__The request__. Repeat each entry word for word. Leave any images out of the copy.

Start of Material provided

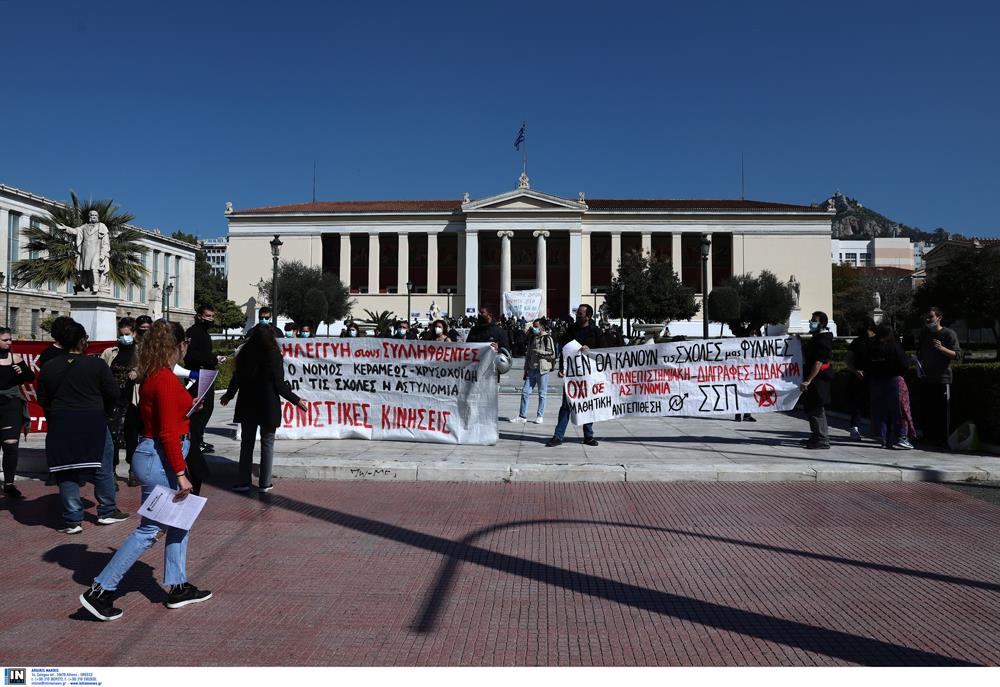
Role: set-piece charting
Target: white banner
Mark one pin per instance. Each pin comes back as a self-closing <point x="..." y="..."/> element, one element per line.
<point x="691" y="378"/>
<point x="391" y="389"/>
<point x="526" y="304"/>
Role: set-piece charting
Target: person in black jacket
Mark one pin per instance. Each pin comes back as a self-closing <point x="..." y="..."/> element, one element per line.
<point x="585" y="333"/>
<point x="200" y="356"/>
<point x="259" y="379"/>
<point x="886" y="363"/>
<point x="817" y="380"/>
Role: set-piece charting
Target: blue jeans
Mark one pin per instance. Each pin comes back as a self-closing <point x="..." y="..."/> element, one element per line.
<point x="104" y="487"/>
<point x="539" y="379"/>
<point x="151" y="467"/>
<point x="563" y="423"/>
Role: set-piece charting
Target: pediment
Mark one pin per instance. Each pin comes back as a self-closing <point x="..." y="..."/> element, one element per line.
<point x="522" y="200"/>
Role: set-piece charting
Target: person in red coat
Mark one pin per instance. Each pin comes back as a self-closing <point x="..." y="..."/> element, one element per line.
<point x="158" y="460"/>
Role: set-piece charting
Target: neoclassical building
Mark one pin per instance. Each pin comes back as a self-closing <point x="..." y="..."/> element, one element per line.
<point x="462" y="254"/>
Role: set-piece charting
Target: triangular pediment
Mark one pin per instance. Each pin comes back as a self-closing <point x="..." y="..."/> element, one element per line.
<point x="521" y="200"/>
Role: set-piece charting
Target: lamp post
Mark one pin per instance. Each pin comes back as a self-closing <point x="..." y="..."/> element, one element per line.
<point x="706" y="247"/>
<point x="275" y="253"/>
<point x="409" y="288"/>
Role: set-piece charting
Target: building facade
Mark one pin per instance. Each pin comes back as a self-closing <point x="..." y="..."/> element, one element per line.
<point x="462" y="254"/>
<point x="168" y="262"/>
<point x="216" y="251"/>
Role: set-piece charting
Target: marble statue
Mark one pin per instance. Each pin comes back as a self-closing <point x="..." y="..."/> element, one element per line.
<point x="794" y="288"/>
<point x="93" y="254"/>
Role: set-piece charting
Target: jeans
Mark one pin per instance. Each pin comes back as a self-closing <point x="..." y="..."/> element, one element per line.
<point x="588" y="428"/>
<point x="151" y="467"/>
<point x="104" y="487"/>
<point x="534" y="379"/>
<point x="886" y="418"/>
<point x="248" y="437"/>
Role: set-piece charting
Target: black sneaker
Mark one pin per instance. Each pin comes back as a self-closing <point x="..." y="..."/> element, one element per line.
<point x="184" y="594"/>
<point x="112" y="518"/>
<point x="71" y="528"/>
<point x="12" y="492"/>
<point x="99" y="602"/>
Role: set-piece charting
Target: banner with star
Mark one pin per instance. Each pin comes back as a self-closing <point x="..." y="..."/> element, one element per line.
<point x="689" y="378"/>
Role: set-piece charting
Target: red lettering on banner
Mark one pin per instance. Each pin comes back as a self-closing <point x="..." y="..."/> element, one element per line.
<point x="422" y="419"/>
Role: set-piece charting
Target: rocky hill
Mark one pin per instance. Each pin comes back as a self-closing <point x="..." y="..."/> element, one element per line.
<point x="855" y="221"/>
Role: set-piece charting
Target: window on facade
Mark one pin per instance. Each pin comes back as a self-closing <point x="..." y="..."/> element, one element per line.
<point x="722" y="258"/>
<point x="691" y="261"/>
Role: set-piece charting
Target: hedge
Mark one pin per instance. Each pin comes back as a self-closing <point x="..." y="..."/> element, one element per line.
<point x="975" y="396"/>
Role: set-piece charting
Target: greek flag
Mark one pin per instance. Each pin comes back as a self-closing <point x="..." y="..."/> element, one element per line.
<point x="520" y="138"/>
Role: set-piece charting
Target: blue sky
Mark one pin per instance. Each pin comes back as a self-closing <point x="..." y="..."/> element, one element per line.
<point x="175" y="108"/>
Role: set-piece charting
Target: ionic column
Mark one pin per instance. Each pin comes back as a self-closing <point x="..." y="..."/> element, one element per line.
<point x="616" y="252"/>
<point x="505" y="237"/>
<point x="470" y="258"/>
<point x="402" y="262"/>
<point x="345" y="260"/>
<point x="373" y="263"/>
<point x="541" y="269"/>
<point x="432" y="286"/>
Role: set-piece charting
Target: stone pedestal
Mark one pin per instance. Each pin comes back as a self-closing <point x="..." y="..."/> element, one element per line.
<point x="97" y="313"/>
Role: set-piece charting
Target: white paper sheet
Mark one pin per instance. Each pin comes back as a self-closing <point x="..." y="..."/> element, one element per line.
<point x="161" y="507"/>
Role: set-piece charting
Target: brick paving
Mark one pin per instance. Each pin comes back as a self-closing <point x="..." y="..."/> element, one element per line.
<point x="424" y="573"/>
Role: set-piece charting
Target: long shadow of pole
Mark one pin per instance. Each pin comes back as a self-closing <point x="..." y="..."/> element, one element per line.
<point x="832" y="643"/>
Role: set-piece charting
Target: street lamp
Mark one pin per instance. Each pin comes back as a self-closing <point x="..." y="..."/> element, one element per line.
<point x="409" y="287"/>
<point x="275" y="252"/>
<point x="706" y="248"/>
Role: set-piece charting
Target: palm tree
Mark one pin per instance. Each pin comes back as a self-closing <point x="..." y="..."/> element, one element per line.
<point x="59" y="265"/>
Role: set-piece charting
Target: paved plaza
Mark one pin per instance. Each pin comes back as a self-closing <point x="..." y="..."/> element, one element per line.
<point x="422" y="573"/>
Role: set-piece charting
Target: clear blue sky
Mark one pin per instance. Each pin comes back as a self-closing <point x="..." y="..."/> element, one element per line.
<point x="174" y="108"/>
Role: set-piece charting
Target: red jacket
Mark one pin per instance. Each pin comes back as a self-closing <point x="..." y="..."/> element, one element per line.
<point x="163" y="404"/>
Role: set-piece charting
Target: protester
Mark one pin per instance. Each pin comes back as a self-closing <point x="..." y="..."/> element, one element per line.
<point x="259" y="379"/>
<point x="200" y="356"/>
<point x="123" y="360"/>
<point x="264" y="317"/>
<point x="886" y="363"/>
<point x="817" y="380"/>
<point x="857" y="357"/>
<point x="55" y="350"/>
<point x="937" y="346"/>
<point x="14" y="418"/>
<point x="437" y="331"/>
<point x="585" y="333"/>
<point x="539" y="361"/>
<point x="78" y="392"/>
<point x="158" y="461"/>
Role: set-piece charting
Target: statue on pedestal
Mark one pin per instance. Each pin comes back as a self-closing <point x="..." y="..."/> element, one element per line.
<point x="93" y="254"/>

End of Material provided

__Task response__.
Role: set-piece charting
Target: white banner
Mark one pin per instance. Each pin comes back as a self-closing <point x="..." y="..."/> element, one element per line.
<point x="691" y="378"/>
<point x="391" y="389"/>
<point x="526" y="304"/>
Role: set-piece charting
Target: person in black jacket
Mark one pin per instance. Each pin comes back as a self-closing <point x="..." y="..."/> element, one element per line.
<point x="585" y="333"/>
<point x="200" y="356"/>
<point x="259" y="379"/>
<point x="886" y="363"/>
<point x="817" y="380"/>
Role: set-piece charting
Target: blue jeans
Mark one pin per instance. Each pin comes back as a self-closing <point x="..." y="..."/> element, one element per line.
<point x="104" y="487"/>
<point x="539" y="379"/>
<point x="151" y="467"/>
<point x="563" y="423"/>
Role: set-piece charting
Target: pediment
Mark one pin per instance. Each pin comes back as a self-closing <point x="..." y="..."/> element, one element per line.
<point x="522" y="200"/>
Role: set-piece charting
Target: person in red coat
Mark one pin per instance. Each pin comes back as a self-closing <point x="..." y="..."/> element, one element per line.
<point x="158" y="460"/>
Role: set-piece charting
Target: neoclassical building
Mark one pin per instance. Each pin comes back as a self-closing <point x="..." y="..."/> element, one element per line.
<point x="462" y="254"/>
Role: set-piece charting
Target: triangular pediment
Mark one pin per instance. Each pin comes back as a self-closing <point x="..." y="..."/> element, one element per line.
<point x="521" y="200"/>
Role: set-piece charting
Target: lamp post
Mark one pin per instance. Each pin comes back as a self-closing <point x="..." y="..."/> element, one element per line.
<point x="706" y="247"/>
<point x="275" y="253"/>
<point x="409" y="288"/>
Role: set-piece charting
Target: building facade
Mark one pin per instance. Each pin comes back as a self-closing <point x="..." y="..."/> element, one element per line.
<point x="462" y="254"/>
<point x="168" y="262"/>
<point x="216" y="251"/>
Role: set-piece charting
Target: marble statue
Mark one pin per instance. Each pin comes back as a self-closing <point x="..." y="..."/> element, one element per line.
<point x="794" y="288"/>
<point x="93" y="254"/>
Role: set-piece charting
Target: jeans
Mark one pin per instance. Each pin comes back as a self-closing <point x="..." y="..."/> element, one element per line.
<point x="588" y="428"/>
<point x="151" y="467"/>
<point x="104" y="487"/>
<point x="534" y="379"/>
<point x="886" y="418"/>
<point x="248" y="437"/>
Role: set-piece charting
Target: black sneaker
Mark one pin per instance. Each pin comes back as a self-closing <point x="..." y="..."/> element, one element per line.
<point x="184" y="594"/>
<point x="112" y="518"/>
<point x="71" y="528"/>
<point x="12" y="492"/>
<point x="99" y="602"/>
Role: set-piece charting
Target: banner with star
Mark one pin per instance. Each pin comes back as a self-closing <point x="..." y="..."/> element, one element per line.
<point x="689" y="378"/>
Role: set-piece charting
Target: red lettering on banner
Mark one pin per instance. Each pin comes back as a self-closing <point x="..." y="..."/> element, one element per line.
<point x="422" y="419"/>
Role: set-piece charting
Target: rocky hill
Mark one pin per instance. Each pin comes back as a self-closing <point x="..." y="..."/> element, one element per line.
<point x="855" y="221"/>
Role: set-piece charting
Target: window on facade
Mark one pin per instance. Each pin comes back as a self-closing <point x="..." y="..."/> element, one element per line.
<point x="722" y="258"/>
<point x="691" y="261"/>
Role: set-piece charting
Target: hedge
Mark one pin per instance. Each pin comes back as a self-closing <point x="..." y="..."/> element, one element per line.
<point x="975" y="396"/>
Role: set-piece charting
Target: greek flag
Mark one pin per instance. Each pin comes back as a self-closing <point x="..." y="..."/> element, one element per line.
<point x="520" y="138"/>
Role: set-piece charting
Target: blue sky
Mark one pin per instance. Each pin comes back as a self-closing <point x="..." y="..."/> element, one element per line.
<point x="175" y="108"/>
Role: set-piece charting
Target: ionic column
Mark one pin per instance. Each pin comes back as a self-closing <point x="..." y="..."/> element, one element per line.
<point x="616" y="252"/>
<point x="505" y="237"/>
<point x="470" y="258"/>
<point x="402" y="262"/>
<point x="345" y="260"/>
<point x="373" y="263"/>
<point x="541" y="269"/>
<point x="432" y="286"/>
Role: set-piece charting
Target: stone pedestal
Mark one pin per instance. Each pin comes back as a self-closing <point x="..." y="..."/> element, one element per line.
<point x="97" y="313"/>
Role: set-piece charting
Target: white paper sheet
Mark one pin per instance. Each pin comes back as a self-closing <point x="..." y="..."/> element, one element per line.
<point x="161" y="507"/>
Role: set-piece charting
Target: brick paving
Mark one pin per instance. Each pin comes back as a self-closing <point x="..." y="..."/> element, one element per line.
<point x="424" y="573"/>
Role: set-piece charting
Target: long shadow of pole
Mark one pin per instance. Each pin comes back as a self-closing <point x="..." y="..."/> element, one element per line.
<point x="832" y="643"/>
Role: set-piece charting
Target: street lamp
Mark one pin per instance. Each pin comes back as a self-closing <point x="..." y="..."/> element, one element per line.
<point x="409" y="287"/>
<point x="275" y="252"/>
<point x="706" y="248"/>
Role: set-piece charting
Target: palm tree
Mark one pin per instance. Each pin comes back as a self-closing <point x="..." y="..."/> element, one element per line.
<point x="59" y="265"/>
Role: set-piece charting
Target: paved plaza
Mark one pin per instance. Each pin comes back as a self-closing <point x="..." y="..."/> element, one element per line.
<point x="422" y="573"/>
Role: set-piece charting
Target: clear blue sky
Mark one pin per instance. Each pin comes back as a self-closing <point x="..." y="..."/> element, one element per line.
<point x="174" y="108"/>
Role: set-piece charting
Target: red jacket
Mark one pin per instance. Each pin comes back as a self-closing <point x="..." y="..."/> element, one element per line.
<point x="163" y="404"/>
Role: set-piece charting
Target: protester
Mark one pin per instance. Each pin comes back as a self-closing <point x="..." y="..."/> element, one element per line.
<point x="259" y="379"/>
<point x="200" y="356"/>
<point x="123" y="360"/>
<point x="264" y="317"/>
<point x="886" y="363"/>
<point x="817" y="380"/>
<point x="857" y="357"/>
<point x="55" y="350"/>
<point x="937" y="346"/>
<point x="14" y="418"/>
<point x="437" y="331"/>
<point x="585" y="333"/>
<point x="539" y="361"/>
<point x="78" y="392"/>
<point x="158" y="461"/>
Role: set-piece charting
Target: statue on pedestal
Mark one pin per instance. Each pin comes back as a self-closing <point x="..." y="..."/> element, one element per line.
<point x="93" y="254"/>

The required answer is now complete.